WHAT IS EXPECTED –
Reproduce the part of the rows that opens with the line containing "Annotation guideline — the target class is thigh." and closes with the line containing "276;78;311;120", both included, keeping the requests as they are. Scale every bounding-box coordinate in the answers by 1.65, rounding to whole numbers with halves going up.

───── DATASET CONTENT

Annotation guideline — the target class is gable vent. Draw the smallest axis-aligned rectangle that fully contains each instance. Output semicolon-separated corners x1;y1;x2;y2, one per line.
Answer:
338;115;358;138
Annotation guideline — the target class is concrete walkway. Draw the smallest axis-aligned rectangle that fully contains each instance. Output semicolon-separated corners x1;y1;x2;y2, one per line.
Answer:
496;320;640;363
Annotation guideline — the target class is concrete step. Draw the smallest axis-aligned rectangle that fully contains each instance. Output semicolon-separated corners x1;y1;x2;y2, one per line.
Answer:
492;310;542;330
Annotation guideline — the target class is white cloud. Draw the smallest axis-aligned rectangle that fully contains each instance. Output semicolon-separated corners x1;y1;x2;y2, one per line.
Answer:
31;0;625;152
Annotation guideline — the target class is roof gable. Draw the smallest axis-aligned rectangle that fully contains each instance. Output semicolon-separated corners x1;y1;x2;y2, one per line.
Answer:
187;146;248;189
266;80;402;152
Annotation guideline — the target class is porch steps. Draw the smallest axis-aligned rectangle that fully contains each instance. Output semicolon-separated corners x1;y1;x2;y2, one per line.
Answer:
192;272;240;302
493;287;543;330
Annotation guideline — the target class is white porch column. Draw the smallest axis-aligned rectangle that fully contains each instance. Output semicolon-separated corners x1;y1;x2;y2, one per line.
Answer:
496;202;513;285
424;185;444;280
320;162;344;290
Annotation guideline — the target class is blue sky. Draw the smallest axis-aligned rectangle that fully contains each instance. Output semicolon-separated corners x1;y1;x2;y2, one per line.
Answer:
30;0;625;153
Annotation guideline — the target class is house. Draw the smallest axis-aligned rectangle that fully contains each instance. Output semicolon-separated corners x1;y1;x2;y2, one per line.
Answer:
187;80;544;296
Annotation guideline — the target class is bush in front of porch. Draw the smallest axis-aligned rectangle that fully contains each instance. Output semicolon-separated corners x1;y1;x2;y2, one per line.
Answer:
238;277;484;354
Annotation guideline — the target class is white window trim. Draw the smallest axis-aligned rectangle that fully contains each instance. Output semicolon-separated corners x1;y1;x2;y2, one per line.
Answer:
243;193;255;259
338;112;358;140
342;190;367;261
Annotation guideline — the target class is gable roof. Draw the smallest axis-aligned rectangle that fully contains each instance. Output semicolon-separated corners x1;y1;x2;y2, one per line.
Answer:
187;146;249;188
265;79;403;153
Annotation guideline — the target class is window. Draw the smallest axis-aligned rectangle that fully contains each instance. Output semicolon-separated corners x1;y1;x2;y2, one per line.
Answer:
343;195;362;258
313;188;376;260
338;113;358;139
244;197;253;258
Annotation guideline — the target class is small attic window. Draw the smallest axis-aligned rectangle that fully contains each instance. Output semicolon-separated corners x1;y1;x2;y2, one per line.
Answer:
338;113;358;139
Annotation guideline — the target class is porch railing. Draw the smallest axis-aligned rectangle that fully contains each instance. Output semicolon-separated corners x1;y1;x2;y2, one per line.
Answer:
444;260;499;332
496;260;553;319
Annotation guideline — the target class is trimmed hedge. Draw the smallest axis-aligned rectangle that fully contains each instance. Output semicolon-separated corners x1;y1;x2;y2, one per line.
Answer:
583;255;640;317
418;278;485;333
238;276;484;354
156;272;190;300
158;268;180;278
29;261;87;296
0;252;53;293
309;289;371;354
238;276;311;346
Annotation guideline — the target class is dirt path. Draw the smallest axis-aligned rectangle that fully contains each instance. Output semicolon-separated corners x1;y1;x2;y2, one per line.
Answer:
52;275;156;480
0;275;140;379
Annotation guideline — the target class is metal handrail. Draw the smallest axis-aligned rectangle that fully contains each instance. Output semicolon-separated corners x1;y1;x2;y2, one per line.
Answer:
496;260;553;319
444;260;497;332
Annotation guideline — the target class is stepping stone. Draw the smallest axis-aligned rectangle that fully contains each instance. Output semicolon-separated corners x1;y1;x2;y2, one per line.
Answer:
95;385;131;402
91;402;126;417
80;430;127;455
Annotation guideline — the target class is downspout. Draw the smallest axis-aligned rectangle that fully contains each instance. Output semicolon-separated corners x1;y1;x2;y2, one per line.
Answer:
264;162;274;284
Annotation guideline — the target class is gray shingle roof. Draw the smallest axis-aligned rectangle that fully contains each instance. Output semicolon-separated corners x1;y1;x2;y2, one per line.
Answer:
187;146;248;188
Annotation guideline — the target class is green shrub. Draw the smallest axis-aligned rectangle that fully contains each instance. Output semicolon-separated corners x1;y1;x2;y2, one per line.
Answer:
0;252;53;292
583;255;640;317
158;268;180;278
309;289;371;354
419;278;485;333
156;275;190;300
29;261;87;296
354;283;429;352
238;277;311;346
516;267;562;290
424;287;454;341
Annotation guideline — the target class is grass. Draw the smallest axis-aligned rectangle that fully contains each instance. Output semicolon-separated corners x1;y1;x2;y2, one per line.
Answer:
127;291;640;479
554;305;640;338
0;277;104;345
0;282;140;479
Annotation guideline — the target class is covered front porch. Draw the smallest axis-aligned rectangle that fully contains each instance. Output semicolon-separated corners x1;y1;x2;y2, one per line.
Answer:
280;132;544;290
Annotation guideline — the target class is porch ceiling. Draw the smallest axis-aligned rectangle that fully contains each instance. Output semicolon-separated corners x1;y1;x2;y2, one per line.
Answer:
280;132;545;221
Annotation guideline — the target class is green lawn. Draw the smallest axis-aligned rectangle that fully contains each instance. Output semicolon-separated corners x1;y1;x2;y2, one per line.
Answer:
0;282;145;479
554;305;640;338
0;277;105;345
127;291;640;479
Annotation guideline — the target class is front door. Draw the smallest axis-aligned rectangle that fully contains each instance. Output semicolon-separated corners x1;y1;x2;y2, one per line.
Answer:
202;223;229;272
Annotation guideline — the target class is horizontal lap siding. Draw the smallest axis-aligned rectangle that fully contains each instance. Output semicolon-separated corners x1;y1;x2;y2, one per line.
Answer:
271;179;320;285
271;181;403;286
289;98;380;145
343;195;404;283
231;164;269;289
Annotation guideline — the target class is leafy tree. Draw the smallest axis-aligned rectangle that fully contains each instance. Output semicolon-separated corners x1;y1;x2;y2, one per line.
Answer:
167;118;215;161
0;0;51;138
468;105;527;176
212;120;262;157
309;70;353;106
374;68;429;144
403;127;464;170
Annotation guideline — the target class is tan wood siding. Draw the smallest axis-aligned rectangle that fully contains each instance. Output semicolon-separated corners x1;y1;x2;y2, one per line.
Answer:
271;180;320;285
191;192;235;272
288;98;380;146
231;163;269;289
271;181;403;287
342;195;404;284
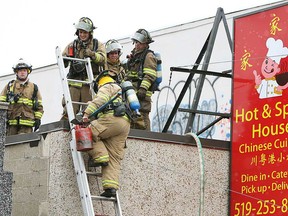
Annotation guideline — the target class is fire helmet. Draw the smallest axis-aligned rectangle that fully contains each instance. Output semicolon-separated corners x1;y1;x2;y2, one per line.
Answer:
93;70;115;93
131;29;154;44
105;39;122;55
12;58;32;74
74;17;96;36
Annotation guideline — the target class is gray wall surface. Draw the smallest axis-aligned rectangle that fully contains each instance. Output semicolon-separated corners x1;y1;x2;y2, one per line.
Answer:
4;131;229;216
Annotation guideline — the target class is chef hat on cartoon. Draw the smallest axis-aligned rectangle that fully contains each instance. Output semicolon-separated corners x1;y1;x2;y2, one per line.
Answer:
266;38;288;64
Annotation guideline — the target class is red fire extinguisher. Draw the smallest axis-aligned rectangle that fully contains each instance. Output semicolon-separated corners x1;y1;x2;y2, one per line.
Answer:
75;125;93;151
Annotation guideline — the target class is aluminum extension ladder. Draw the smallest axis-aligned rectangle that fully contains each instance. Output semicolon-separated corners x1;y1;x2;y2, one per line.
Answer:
56;47;122;216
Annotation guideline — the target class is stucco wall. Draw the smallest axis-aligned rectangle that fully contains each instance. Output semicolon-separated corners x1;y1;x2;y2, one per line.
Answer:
4;131;229;216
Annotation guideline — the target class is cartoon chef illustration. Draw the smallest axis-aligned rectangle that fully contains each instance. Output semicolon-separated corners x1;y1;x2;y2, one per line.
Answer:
253;38;288;99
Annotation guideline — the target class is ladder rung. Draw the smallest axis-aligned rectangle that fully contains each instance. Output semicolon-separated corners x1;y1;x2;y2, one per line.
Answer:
62;56;87;62
71;101;88;105
67;79;93;84
86;172;102;177
91;195;116;202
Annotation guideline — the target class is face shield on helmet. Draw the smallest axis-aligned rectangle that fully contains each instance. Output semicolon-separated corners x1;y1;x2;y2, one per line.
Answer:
74;17;95;36
105;39;122;56
131;29;154;44
12;58;32;74
93;70;115;93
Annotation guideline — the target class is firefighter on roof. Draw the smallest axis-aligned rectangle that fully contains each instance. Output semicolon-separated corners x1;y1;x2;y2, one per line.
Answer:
125;29;157;130
83;71;130;197
105;39;125;84
62;17;106;119
0;59;44;136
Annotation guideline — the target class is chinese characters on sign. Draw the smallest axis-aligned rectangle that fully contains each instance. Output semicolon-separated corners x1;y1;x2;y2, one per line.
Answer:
230;4;288;216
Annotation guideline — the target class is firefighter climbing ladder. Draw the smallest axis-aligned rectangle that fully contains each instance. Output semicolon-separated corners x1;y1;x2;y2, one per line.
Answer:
56;47;122;216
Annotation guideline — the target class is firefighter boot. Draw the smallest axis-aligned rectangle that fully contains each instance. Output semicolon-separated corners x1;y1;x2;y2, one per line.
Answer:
88;157;108;167
100;188;116;198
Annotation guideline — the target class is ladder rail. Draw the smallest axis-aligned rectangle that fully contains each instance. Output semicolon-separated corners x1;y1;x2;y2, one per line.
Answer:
56;46;122;216
56;47;95;216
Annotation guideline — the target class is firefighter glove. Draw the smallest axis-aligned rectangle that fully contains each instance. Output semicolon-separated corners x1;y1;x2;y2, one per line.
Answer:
84;48;96;60
137;88;147;100
34;119;41;132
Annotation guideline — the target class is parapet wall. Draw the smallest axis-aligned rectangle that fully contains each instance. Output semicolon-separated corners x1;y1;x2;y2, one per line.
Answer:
4;126;229;216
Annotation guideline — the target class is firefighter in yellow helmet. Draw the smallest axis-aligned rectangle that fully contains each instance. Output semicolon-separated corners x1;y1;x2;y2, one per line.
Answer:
125;29;157;130
83;71;130;197
0;58;44;136
105;39;125;83
62;17;107;119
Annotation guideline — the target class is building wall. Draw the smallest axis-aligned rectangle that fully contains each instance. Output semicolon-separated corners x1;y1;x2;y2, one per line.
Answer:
4;130;229;216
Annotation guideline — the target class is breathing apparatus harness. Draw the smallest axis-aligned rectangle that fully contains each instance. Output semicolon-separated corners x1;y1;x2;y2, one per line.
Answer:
67;38;98;79
127;48;162;92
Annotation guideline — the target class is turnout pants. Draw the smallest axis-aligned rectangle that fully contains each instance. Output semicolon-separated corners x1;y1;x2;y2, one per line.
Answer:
88;114;130;189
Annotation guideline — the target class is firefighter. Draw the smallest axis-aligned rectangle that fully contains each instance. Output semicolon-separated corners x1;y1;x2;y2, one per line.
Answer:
62;17;107;119
125;29;157;130
83;71;130;197
105;39;125;84
0;58;44;136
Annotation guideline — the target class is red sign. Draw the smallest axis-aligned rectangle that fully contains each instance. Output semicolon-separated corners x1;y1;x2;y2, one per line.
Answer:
230;5;288;216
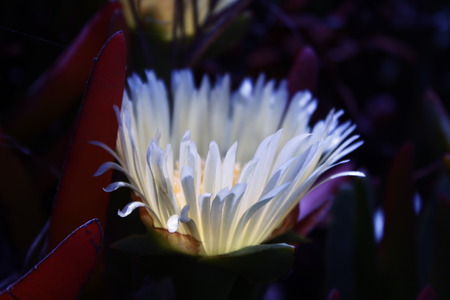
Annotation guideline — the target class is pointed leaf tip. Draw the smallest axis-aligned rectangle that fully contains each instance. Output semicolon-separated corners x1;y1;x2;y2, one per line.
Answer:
0;219;103;300
49;32;126;248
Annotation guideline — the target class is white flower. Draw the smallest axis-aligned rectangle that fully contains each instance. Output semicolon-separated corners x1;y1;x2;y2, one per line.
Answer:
97;71;364;255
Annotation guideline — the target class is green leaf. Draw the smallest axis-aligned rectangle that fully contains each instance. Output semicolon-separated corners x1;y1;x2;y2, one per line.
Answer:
200;244;295;282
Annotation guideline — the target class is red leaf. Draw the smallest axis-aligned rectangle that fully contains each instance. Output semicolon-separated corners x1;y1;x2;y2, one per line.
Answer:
0;220;103;300
417;286;437;300
49;32;126;248
288;47;319;95
7;1;121;140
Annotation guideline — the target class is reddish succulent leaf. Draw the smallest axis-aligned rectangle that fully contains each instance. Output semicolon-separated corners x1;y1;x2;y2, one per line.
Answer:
381;144;418;299
0;130;45;257
49;32;126;248
0;220;102;300
288;47;319;95
7;1;121;140
417;286;437;300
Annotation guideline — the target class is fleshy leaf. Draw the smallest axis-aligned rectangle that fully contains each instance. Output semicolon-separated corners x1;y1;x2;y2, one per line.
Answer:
199;244;295;282
49;32;126;247
381;144;418;299
0;219;102;300
7;1;125;140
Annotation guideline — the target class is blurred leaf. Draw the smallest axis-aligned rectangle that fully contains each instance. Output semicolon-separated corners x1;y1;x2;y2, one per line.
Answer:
327;178;379;299
416;286;437;300
431;174;450;299
353;178;380;300
49;32;126;247
288;46;319;95
0;220;102;300
422;90;450;152
327;289;341;300
7;1;121;141
381;144;418;300
325;186;355;300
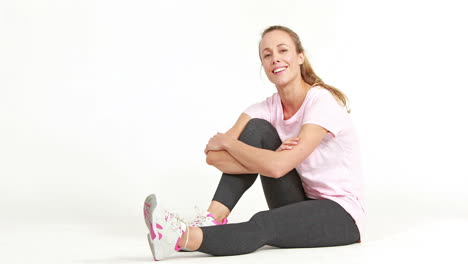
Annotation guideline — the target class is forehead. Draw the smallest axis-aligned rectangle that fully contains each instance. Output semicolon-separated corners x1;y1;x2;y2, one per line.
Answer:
260;30;294;51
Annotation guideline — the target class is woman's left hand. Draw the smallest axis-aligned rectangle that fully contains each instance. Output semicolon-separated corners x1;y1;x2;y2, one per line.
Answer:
205;132;231;154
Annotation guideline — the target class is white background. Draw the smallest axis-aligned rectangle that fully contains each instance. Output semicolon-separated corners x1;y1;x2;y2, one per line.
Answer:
0;0;468;263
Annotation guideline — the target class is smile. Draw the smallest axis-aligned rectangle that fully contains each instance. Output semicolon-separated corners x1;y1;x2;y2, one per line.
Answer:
273;67;288;73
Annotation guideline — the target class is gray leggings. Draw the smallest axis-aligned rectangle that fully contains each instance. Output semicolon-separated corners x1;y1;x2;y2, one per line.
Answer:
198;118;360;256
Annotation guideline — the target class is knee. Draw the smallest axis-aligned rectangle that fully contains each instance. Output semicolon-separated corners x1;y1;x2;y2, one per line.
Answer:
249;211;269;227
244;118;275;131
239;118;279;148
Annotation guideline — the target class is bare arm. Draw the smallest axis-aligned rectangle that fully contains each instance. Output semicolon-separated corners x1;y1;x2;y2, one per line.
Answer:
219;124;327;178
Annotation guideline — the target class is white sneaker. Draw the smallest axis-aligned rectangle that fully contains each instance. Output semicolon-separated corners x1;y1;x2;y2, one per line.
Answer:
143;194;188;261
189;207;228;227
181;207;228;252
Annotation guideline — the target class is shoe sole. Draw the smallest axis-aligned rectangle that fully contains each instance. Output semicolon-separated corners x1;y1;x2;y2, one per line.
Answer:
146;234;158;261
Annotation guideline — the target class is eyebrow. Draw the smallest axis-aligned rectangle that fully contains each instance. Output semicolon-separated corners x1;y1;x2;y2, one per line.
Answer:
262;43;288;53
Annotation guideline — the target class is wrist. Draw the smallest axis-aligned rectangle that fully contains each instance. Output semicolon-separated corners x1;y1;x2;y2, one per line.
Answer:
223;137;236;152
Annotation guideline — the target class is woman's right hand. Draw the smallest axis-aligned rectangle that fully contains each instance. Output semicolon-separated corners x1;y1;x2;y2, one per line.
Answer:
276;137;299;152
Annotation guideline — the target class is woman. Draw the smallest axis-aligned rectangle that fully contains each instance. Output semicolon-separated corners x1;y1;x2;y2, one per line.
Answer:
144;26;365;260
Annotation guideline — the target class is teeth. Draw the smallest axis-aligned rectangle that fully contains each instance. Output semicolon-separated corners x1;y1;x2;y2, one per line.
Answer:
273;67;286;73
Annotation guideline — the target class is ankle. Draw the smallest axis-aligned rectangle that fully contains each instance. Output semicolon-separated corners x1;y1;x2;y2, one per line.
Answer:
208;211;227;223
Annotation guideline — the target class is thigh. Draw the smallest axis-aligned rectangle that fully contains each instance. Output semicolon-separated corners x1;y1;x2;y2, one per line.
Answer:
261;169;309;209
253;199;360;248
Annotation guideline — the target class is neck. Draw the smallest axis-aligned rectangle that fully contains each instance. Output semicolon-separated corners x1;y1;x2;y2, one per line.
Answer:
276;78;311;120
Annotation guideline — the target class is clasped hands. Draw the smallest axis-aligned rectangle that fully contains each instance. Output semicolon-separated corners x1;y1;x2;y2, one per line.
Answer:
205;132;300;154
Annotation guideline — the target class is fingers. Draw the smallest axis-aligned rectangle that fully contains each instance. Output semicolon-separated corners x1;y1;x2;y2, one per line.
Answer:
276;137;299;151
283;137;299;146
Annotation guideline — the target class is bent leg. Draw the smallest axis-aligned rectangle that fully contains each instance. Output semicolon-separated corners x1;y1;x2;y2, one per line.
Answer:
213;118;281;211
213;118;308;211
198;200;360;256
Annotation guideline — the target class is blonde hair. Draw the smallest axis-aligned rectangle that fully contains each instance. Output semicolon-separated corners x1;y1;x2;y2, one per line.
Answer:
259;26;351;113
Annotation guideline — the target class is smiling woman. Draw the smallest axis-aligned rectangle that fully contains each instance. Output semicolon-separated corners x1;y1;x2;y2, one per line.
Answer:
144;26;365;260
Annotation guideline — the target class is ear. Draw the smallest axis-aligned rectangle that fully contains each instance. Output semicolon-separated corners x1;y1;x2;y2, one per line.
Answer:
299;52;305;65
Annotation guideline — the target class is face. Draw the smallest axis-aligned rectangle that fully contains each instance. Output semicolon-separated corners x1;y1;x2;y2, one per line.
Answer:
260;30;304;87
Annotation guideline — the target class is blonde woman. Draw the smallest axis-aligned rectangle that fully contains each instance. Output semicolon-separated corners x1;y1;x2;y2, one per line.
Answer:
144;26;365;260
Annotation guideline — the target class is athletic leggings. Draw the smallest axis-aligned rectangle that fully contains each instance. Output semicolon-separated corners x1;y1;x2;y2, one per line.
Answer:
198;118;360;256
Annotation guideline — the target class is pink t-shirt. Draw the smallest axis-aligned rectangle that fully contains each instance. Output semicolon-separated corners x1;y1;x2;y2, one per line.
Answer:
244;86;366;239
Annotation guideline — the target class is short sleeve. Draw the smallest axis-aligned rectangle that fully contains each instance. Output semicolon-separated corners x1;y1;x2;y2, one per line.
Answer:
302;90;348;137
244;97;272;122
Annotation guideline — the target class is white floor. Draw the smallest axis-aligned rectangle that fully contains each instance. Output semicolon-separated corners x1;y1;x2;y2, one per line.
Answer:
0;192;468;263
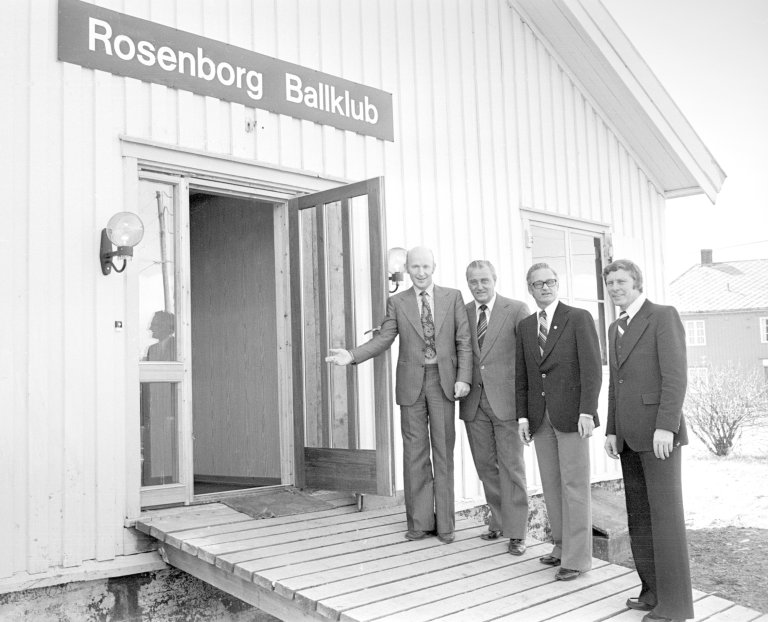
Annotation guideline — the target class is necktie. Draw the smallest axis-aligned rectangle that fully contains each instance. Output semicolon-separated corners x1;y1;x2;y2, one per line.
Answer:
419;292;437;359
539;311;547;354
616;311;629;339
477;305;488;349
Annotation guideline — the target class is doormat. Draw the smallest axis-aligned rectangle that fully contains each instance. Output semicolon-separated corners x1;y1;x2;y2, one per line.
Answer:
220;488;356;518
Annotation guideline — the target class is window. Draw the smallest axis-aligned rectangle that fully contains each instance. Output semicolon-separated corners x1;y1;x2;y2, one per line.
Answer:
685;320;707;346
688;367;709;386
529;223;608;365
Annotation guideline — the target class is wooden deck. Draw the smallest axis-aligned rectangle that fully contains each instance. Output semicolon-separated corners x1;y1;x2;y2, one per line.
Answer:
136;504;768;622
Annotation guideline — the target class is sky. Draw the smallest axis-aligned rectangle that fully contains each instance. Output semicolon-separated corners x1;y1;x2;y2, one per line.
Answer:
602;0;768;283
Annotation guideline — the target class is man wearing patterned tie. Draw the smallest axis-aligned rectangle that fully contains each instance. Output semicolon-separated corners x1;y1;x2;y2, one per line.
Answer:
459;260;530;555
515;263;603;581
325;247;472;544
603;259;693;622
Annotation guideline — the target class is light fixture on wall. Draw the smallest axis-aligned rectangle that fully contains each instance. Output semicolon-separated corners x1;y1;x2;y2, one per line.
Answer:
387;246;408;294
99;212;144;275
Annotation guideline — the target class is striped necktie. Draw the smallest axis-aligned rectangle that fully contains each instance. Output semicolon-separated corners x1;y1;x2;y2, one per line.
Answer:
477;305;488;349
419;291;437;360
616;311;629;339
539;310;548;354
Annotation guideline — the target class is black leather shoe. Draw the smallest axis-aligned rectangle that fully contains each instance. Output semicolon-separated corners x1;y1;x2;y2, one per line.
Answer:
627;597;653;611
405;529;435;540
507;538;525;555
555;568;581;581
643;611;685;622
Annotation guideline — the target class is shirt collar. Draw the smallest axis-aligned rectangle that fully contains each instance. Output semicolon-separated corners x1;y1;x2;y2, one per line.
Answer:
627;292;648;324
413;282;435;300
536;298;560;322
475;294;496;316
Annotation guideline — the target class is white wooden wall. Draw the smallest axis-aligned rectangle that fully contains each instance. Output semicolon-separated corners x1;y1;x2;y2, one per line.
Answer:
0;0;664;578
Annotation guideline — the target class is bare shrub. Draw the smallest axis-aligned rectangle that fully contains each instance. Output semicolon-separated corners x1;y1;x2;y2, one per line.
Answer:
683;365;768;456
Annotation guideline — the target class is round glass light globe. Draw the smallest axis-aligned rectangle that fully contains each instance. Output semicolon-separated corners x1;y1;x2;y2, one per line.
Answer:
106;212;144;246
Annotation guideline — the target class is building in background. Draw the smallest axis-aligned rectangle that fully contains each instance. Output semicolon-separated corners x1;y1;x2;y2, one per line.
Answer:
669;249;768;381
0;0;724;616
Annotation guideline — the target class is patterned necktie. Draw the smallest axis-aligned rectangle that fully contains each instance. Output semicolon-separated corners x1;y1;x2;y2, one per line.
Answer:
539;310;547;354
477;305;488;349
616;311;629;339
419;292;437;360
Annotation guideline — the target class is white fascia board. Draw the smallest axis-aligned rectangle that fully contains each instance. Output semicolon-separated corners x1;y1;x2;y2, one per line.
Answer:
562;0;725;202
507;0;725;202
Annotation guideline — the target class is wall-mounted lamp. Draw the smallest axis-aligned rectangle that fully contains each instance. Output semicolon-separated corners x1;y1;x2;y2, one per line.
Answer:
387;246;408;294
99;212;144;275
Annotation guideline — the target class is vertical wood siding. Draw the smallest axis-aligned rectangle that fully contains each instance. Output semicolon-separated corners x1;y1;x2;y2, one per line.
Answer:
0;0;664;577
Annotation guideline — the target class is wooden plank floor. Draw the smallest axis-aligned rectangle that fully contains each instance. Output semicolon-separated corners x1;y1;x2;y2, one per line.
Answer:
136;503;768;622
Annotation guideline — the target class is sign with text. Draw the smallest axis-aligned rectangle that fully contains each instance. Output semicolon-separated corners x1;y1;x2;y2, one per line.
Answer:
58;0;394;140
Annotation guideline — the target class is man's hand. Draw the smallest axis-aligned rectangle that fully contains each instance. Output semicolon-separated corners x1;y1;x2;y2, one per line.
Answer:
579;415;595;438
325;348;354;365
517;421;531;445
653;428;675;460
453;382;469;400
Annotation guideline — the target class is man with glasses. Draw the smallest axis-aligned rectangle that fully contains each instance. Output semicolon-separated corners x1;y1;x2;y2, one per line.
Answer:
515;263;603;581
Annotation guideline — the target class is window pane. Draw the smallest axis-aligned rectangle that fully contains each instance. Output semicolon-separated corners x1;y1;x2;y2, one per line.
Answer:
135;180;176;361
139;382;179;486
531;225;571;299
571;233;603;300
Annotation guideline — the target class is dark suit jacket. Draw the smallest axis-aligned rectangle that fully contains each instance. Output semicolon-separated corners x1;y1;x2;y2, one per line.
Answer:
606;300;688;451
350;285;472;406
459;294;530;421
516;301;603;434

──────────

REPLY –
Annotation guideline — the target class is thigh. Draw the smallest axis-aligned rectangle that fully contains each instance. Output semicolon-separated corners x1;y1;x2;y2, one per line.
Answer:
431;279;510;345
417;328;594;409
Annotation guideline — the target class is neck. Draw the smallest axis-aligned rectangle that fully contains each instance. Output semicolon-separated corners x1;y1;x2;y2, one per line.
Answer:
455;129;513;198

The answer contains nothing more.